---- Text shown
To address this problem, we are developing a system to simultaneously measure cell-by-cell RNA levels of several different markers. The proposed scheme to discriminate benign and malignant neoplasms and to identify new prognostic markers will take advantage of new methods and our experience with oncogene activation in thyroid tumors. Our short-term goal is to develop a system which determines the relative level of expression of five tyrosine kinase genes using FISH-based methods and Spectral Imaging (SIm). Existing SIm instrumentation can record fluorescence spectra from 400 nm to 1100 nm with about 10-nm resolution, whereas the resolution of a light microscope is about 1 µm.

SIm combines the techniques of fluorescence microscopy, charge-coupled device (CCD) camera, and Fourier spectroscopy. The light emitted from each point of the sample is collected with the microscope objective and sent to a collimating lens. This light travels through an optical head (interferometer), is focused on a CCD camera, and the resulting data are processed with a computer. The interferometer divides each incoming beam (light from the microscope) into two coherent beams and creates a variable optical path difference (OPD) between them. The beams are then combined to interfere with each other. The resulting interference intensity is measured by the CCD detector as a function of the OPD. The intensity vs OPD is an "interferogram." The spectrum, i.e., intensity, as a function of wavelength can be recovered from the interferogram using Fourier transforms. The first published application of SIm (spectral karyotyping or SKY) (Schroeck et al. 1996 ) was developed to screen metaphase spreads for translocations with 24 chromosome-specific whole chromosome painting probes labeled with Spectrum Green, Spectrum Orange, Texas Red, Cy5, or Cy5.5, or combinations thereof. The multiple bandpass filter set (Chroma Technology; Brattleboro, VT) used for fluorochrome excitation was designed to provide broad emission bands (giving a fractional spectral reading from ~450 nm to ~850 nm).
--------
---- Given entries
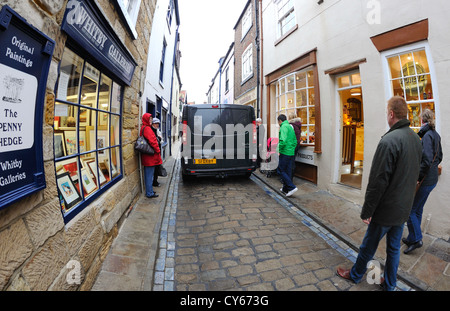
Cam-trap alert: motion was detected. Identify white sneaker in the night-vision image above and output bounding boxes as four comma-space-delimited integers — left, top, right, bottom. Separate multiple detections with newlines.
286, 187, 298, 197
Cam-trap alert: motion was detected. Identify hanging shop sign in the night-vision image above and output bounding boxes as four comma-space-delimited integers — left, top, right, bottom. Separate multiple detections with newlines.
61, 0, 137, 85
0, 5, 55, 209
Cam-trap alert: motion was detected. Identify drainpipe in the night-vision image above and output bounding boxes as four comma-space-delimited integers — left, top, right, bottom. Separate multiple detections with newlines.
255, 0, 262, 118
258, 0, 269, 123
138, 67, 144, 193
167, 25, 180, 156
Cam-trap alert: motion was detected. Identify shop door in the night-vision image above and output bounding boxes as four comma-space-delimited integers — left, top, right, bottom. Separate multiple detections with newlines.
337, 72, 364, 189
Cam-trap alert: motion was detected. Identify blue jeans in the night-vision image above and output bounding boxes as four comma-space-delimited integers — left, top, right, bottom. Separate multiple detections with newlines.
350, 222, 404, 291
144, 166, 155, 197
277, 153, 296, 193
406, 184, 436, 243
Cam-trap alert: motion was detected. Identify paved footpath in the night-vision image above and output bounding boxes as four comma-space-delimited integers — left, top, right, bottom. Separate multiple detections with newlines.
153, 160, 409, 291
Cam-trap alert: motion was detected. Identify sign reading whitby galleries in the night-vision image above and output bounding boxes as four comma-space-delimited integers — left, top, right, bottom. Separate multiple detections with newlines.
0, 5, 55, 209
61, 0, 137, 85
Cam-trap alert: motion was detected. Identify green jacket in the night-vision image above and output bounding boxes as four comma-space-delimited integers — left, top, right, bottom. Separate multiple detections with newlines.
277, 120, 297, 156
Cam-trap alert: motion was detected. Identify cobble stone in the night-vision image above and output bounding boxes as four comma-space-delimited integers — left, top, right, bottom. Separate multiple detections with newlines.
169, 174, 362, 291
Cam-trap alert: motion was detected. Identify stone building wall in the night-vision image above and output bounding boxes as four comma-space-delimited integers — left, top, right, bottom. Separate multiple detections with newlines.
0, 0, 156, 291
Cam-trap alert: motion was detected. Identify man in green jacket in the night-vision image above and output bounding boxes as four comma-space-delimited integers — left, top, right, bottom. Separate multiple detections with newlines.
337, 96, 422, 291
277, 114, 298, 197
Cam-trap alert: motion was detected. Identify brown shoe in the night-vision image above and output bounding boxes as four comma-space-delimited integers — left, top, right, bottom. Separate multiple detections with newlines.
336, 267, 355, 283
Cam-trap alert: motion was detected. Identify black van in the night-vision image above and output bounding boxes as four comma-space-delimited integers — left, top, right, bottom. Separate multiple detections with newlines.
181, 104, 257, 180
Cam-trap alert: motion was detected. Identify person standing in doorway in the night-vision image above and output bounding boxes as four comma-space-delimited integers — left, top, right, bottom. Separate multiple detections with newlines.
140, 113, 162, 198
152, 118, 162, 187
337, 96, 422, 291
289, 112, 302, 180
277, 114, 298, 197
402, 109, 443, 254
--------
Problems to solve →
a – Reproduce the stretch of the passage on spectral imaging from "To address this" through "about 1 µm.".
b – Which fluorochromes does the passage on spectral imaging name as labels for the chromosome painting probes?
These entries come from a separate source.

Answers to each task →
a –
To address this problem, we are developing a system to simultaneously measure cell-by-cell RNA levels of several different markers. The proposed scheme to discriminate benign and malignant neoplasms and to identify new prognostic markers will take advantage of new methods and our experience with oncogene activation in thyroid tumors. Our short-term goal is to develop a system which determines the relative level of expression of five tyrosine kinase genes using FISH-based methods and Spectral Imaging (SIm). Existing SIm instrumentation can record fluorescence spectra from 400 nm to 1100 nm with about 10-nm resolution, whereas the resolution of a light microscope is about 1 µm.

b – Spectrum Green, Spectrum Orange, Texas Red, Cy5, Cy5.5